**Text passage:**
* start *

Multi-GPU support

This guide explains the multi GPU support of TFHE-rs, and walks through a practical example of performing a large batch of encrypted 64-bit additions using manual GPU dispatching to improve the performance.

Multi-GPU support overview

TFHE-rs supports platforms with multiple GPUs. There is nothing to change in the code to execute on such platforms. To keep the API as user-friendly as possible, the configuration is automatically set, i.e., the user has no fine-grained control over the number of GPUs to be used. However, you can decide to have operations be executed on a single GPU of your choice. In many cases this provides better throughput than using all the available GPUs to perform the operation. Indeed, except for integer precisions above 64 bits and for the multiplication, which involves many bootstrap computations in parallel, most operations on up to 64 bits do not necessitate the full power of a GPU. You will then be able to maximize throughput on multiple GPUs with TFHE-rs.

Improving throughput on multiple-GPUs

By default, when multiple GPUs are available on the machine, TFHE-rs automatically uses them all to perform encrypted operations. Under the hood, it includes a hard-coded logic to dispatch work across all the GPUs and to copy essential data—like the server key—to each GPU. This approach is efficient for operations that load the GPU extensively (e.g. the 64-bit multiplication), but not so much for smaller operations like the encrypted addition or comparison on 64-bits. To address this, TFHE-rs also provides a mechanism to manually select which GPU to operate on.

* end *

**What is being asked:** According to the multi-GPU guide, what does TFHE-rs do by default when a machine has multiple GPUs?

**Provided information:**
* start *

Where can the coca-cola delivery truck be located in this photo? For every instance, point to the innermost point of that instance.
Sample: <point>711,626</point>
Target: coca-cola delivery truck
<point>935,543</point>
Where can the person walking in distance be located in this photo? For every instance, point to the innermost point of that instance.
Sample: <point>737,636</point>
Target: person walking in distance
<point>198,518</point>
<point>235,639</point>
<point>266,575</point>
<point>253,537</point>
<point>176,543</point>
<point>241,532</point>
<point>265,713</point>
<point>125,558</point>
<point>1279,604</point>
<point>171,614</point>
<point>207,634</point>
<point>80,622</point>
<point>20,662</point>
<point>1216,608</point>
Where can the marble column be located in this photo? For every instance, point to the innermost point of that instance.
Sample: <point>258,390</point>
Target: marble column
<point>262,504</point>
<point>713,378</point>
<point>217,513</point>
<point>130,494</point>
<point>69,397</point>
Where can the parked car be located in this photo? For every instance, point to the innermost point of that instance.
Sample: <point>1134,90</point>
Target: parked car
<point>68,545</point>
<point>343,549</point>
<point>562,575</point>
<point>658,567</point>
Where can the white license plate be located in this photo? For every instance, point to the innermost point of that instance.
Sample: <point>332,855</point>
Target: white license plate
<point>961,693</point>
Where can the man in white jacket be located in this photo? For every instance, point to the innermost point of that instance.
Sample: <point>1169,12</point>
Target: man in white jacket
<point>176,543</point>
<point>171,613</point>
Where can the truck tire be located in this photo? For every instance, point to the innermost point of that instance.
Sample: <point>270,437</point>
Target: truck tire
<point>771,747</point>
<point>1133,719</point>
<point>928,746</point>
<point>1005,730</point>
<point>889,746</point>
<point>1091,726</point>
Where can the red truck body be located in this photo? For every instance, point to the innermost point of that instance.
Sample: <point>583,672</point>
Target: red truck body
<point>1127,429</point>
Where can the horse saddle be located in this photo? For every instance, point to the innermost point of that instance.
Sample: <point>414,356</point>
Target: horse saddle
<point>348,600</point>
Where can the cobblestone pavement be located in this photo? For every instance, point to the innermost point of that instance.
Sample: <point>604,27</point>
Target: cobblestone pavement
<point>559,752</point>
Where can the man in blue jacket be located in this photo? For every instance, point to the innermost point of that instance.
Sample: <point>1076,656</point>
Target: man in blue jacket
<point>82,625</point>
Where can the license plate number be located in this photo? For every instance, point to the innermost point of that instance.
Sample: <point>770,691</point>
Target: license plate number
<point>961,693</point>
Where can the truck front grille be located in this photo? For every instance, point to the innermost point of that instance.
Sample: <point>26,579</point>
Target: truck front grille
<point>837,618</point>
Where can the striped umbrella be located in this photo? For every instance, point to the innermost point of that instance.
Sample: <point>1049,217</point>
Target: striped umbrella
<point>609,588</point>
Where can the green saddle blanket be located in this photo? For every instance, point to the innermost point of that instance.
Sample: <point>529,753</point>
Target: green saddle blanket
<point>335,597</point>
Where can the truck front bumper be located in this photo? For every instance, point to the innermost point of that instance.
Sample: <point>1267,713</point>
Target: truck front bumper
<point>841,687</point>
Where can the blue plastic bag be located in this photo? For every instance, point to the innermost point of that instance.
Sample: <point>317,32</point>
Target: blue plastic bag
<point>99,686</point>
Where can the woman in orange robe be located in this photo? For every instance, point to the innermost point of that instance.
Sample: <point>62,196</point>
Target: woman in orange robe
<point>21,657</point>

* end *

**Result:** It automatically uses all of them to perform encrypted operations.